Dataset rows on where objects appear:
● ● ● ● ●

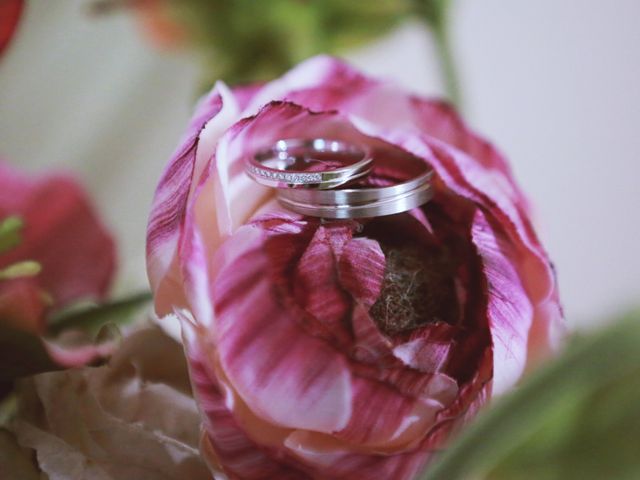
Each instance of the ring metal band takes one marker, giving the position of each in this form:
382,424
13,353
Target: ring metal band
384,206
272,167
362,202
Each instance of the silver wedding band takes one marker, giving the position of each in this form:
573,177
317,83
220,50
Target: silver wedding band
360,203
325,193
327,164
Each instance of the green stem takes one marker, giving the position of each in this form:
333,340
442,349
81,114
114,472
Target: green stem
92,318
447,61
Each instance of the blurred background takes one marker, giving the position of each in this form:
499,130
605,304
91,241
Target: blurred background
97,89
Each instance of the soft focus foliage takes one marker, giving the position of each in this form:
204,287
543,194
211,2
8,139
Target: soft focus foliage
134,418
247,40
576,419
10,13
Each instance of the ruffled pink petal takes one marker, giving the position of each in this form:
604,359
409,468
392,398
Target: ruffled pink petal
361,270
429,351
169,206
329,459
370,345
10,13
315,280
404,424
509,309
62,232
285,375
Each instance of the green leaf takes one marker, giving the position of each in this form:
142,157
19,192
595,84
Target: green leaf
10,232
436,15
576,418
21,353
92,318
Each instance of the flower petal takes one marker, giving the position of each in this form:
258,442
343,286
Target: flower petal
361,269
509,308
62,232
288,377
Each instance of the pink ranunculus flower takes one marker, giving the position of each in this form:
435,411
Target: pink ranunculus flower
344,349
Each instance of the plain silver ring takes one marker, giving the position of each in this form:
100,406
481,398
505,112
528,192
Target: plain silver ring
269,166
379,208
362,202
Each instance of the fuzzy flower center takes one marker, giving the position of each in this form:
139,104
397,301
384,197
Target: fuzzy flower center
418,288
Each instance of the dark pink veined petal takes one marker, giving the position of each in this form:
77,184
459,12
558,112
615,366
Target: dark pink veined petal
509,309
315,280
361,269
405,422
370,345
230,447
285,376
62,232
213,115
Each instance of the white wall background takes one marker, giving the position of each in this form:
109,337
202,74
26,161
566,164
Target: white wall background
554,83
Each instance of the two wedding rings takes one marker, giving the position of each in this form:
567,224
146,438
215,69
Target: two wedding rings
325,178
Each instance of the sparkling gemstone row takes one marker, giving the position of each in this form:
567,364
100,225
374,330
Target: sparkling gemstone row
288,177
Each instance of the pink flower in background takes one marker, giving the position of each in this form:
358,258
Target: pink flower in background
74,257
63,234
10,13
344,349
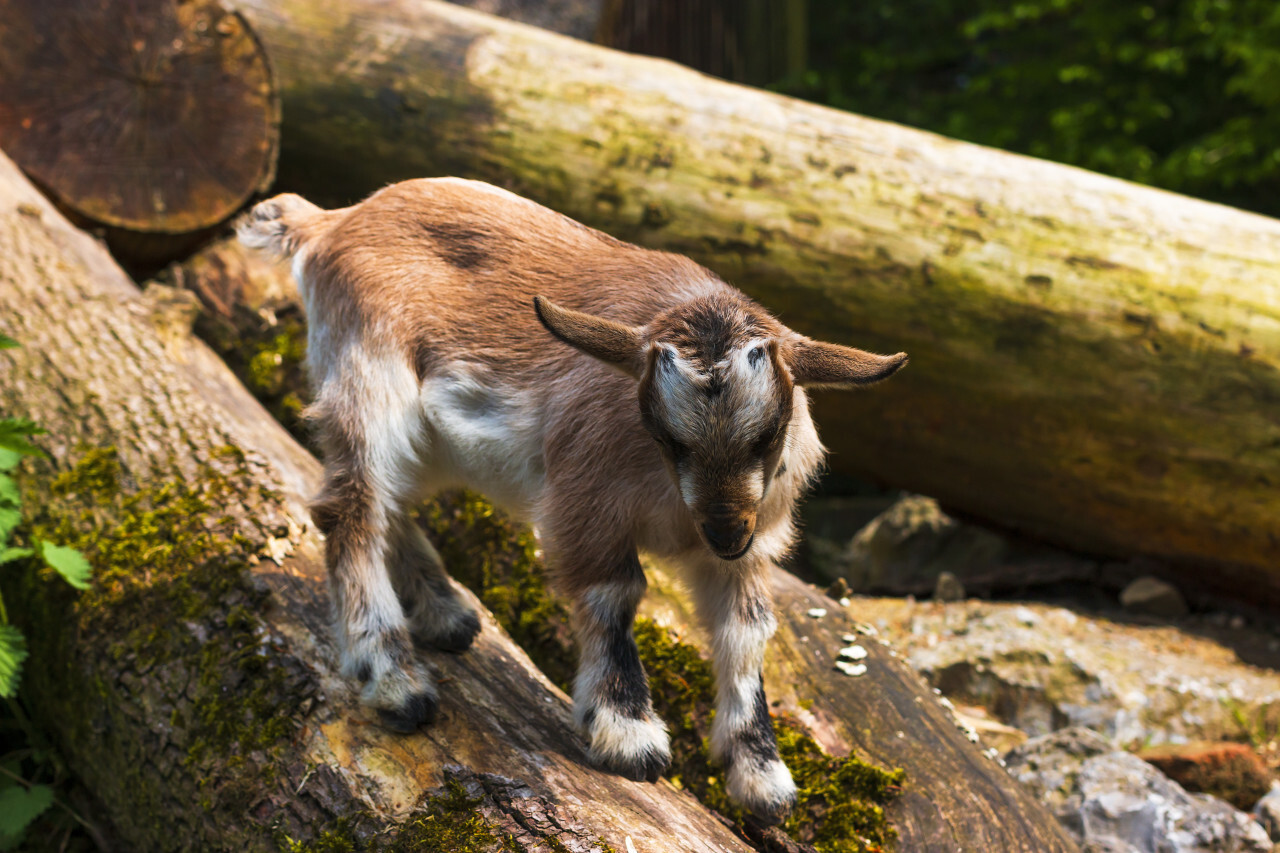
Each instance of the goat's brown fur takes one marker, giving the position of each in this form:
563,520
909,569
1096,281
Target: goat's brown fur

● ● ● ● ●

▶ _WHAT IS ASKED_:
Please repeat every item above word for word, leaving out the pictures.

▶ _THE RESULT_:
Each instance of the ring metal band takes one marker, giving the position of each in this form:
382,424
13,353
Target: ring metal band
384,206
272,167
362,202
Each instance of the silver wedding band takes one marker, giving the position of each in this form:
573,177
317,83
220,50
Target: silver wedding band
360,203
325,193
327,164
Each instance of the green stem takes one marker, giving the position of each in this form:
333,340
442,349
81,114
114,472
Target: green stem
92,318
447,61
Each instance of the blurred background takes one marker, giving the position of each in this form:
499,130
605,304
91,241
Target: blurred background
97,89
Each instance of the soft focus foliage takes one marker, giving the position of each in this form:
204,287
543,194
211,2
8,139
Target: soft focus foliage
134,418
247,40
576,419
10,13
Each instance of the ruffled pink petal takes one marker, giving the position of each in this form:
604,359
409,468
392,398
Target: ruffled pink petal
361,270
429,351
169,206
329,459
370,345
10,13
315,280
404,424
509,309
62,232
285,375
Each instance of the green leaf takes one marker, giving the position of each in this form:
142,157
19,192
595,84
Target: green leaf
10,232
436,15
576,418
21,353
92,318
Each instance of the flower petal takes one marker, giving the position of each in this form:
258,442
343,286
Target: flower petal
361,269
509,308
62,232
288,377
Each instance of the pink ranunculus flower takes one marker, giving the position of each in this form:
435,411
Target: pink ranunculus flower
344,349
Each instance of the plain silver ring takes one marker, giving the position of each in this form:
100,406
481,398
505,112
528,192
Target: plain silver ring
269,166
379,208
362,202
Each instance of the fuzzy flower center takes one marker, giving the position of each in this form:
139,104
397,301
384,197
Target: fuzzy flower center
418,288
Each instance of the dark pink veined petal takes one marker, giving the position of each in this form:
77,184
459,12
558,112
615,366
Target: dark pink veined petal
509,309
315,280
361,269
405,422
370,345
230,447
285,376
62,232
213,115
Each instance of the white wall background takes one marker, giving the position of each in this form:
109,337
202,74
26,161
566,164
Target: white wall background
554,83
Each instance of the two wedding rings takes one marker, giving the position of each in this form:
567,224
146,438
215,69
Target: two wedding rings
325,178
Each instance of the sparkling gemstone row takes one marker, giving the position of each in this form:
567,364
100,225
374,330
Target: sparkling gemstone row
288,177
Each instance of the pink flower in background takes one marker, giving the position of each in this form:
358,258
Target: pink flower in background
74,257
63,234
10,13
344,349
Each instance of the goat's brown fur takes one marker, giving the position of each in this form:
563,520
909,569
1096,281
Target: goat's brown fur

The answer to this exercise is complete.